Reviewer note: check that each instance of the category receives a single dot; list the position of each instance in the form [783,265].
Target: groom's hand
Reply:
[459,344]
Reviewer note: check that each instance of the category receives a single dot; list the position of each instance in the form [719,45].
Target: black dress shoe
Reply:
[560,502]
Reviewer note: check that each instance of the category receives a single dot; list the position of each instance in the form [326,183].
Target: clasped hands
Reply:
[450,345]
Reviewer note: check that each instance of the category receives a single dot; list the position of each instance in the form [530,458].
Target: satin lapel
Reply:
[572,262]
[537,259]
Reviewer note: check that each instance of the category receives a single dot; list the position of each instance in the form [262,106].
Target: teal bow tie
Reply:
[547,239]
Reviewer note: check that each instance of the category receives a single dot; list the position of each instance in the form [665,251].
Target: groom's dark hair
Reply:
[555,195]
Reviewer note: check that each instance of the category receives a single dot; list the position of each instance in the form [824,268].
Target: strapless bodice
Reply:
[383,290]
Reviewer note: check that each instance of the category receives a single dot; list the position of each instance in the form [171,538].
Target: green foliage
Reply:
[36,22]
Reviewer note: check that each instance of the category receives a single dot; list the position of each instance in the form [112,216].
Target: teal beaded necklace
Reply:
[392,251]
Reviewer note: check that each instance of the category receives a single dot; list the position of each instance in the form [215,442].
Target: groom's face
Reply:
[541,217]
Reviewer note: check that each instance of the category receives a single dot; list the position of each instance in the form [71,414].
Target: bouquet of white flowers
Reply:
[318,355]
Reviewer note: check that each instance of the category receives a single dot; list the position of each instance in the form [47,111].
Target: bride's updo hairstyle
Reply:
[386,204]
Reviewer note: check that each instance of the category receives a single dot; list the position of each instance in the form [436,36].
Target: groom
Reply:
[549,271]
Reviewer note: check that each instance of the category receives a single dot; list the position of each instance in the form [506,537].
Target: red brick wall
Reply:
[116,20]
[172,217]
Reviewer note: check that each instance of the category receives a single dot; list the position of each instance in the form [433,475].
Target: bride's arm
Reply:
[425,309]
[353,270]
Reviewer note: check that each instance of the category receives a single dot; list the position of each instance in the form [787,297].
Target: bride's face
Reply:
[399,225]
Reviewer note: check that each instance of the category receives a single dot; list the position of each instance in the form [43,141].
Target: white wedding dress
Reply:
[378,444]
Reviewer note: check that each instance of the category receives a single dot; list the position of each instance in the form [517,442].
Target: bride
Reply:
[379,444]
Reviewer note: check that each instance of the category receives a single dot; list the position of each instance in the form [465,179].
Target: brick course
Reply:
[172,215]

-- -- --

▸ **What is expected**
Rewrite every line of the entries above as one numbered list, leaving out blank lines.

▸ **Answer to this problem**
1. Reviewer note: check that each instance of the category receives a single dot; list the position of each instance in the form [783,265].
2. Target: groom's hand
3. Reply:
4. [459,344]
5. Reviewer note: check that each instance of the category receives a single dot; list the position of each instance in the form [719,45].
6. Target: black dress shoe
7. Reply:
8. [560,502]
9. Reviewer note: check that each instance of the category receives a single dot; list the position of each instance in the form [326,183].
10. Target: clasped hands
11. Reply:
12. [450,345]
13. Reviewer note: check that each instance of the category receives a single dot; list the position of each instance in the form [530,458].
14. Target: satin lapel
15. Reply:
16. [572,262]
17. [537,259]
18. Reviewer note: check that each instance of the category receives a single dot; list the position of each instance in the form [262,106].
19. Target: teal bow tie
20. Reply:
21. [547,239]
22. Reviewer note: check that each instance of the category receives a single dot; list the position of each instance in the form [665,251].
23. Target: groom's dark hair
24. Reply:
25. [555,195]
26. Reviewer note: check that each instance of the category receives a single dot; list the position of each instance in the form [824,268].
27. Target: strapless bodice
28. Reply:
29. [383,290]
30. Reviewer note: check that each instance of the category receives a single dot; list the position of each instance in the form [171,538].
31. Target: green foliage
32. Reply:
33. [36,22]
34. Reviewer note: check that each instance of the category receives a single dot; list the position of each instance in the form [112,216].
35. Target: teal beaded necklace
36. Reply:
37. [392,251]
38. Reviewer note: check that each instance of the category receives a single dot; list the position of each instance in the form [215,442].
39. Target: groom's face
40. Reply:
41. [541,217]
42. Reviewer note: check that each instance of the category receives a single dot; list the position of each instance in the form [71,414].
43. Target: bouquet of white flowers
44. Reply:
45. [318,355]
46. Reviewer note: check that each instance of the category receives a single dot; list the position of each instance in the form [47,111].
47. Target: bride's updo hairstyle
48. Reply:
49. [386,204]
50. Reviewer note: check that each instance of the category receives a single dot; list the position of each instance in the form [436,36].
51. Target: groom
52. Reply:
53. [549,271]
54. Reviewer note: check that each instance of the category receives a single dot; list the position of each instance in the form [506,537].
55. Target: red brick wall
56. Reply:
57. [116,20]
58. [172,217]
59. Reviewer note: check that each instance of the category receives a single dot; list the position of each instance in the form [433,475].
60. Target: bride's arm
61. Reply:
62. [425,309]
63. [353,270]
64. Reviewer note: check that each instance of the category receives a single dot; list the position of each instance in the form [787,297].
65. Target: bride's face
66. Reply:
67. [399,225]
68. Reviewer note: check that each instance of the category receives a single dot; list the position of each instance in the form [43,141].
69. Target: white wedding dress
70. Reply:
71. [378,444]
72. Reviewer note: check that each instance of the category receives a single dot; list the position of each instance in the form [517,442].
73. Target: bride
74. Reply:
75. [379,444]
76. Reviewer note: check that each instance of the category receives a single dot; list the position of each instance in the form [465,179].
77. Target: brick course
78. Reply:
79. [172,215]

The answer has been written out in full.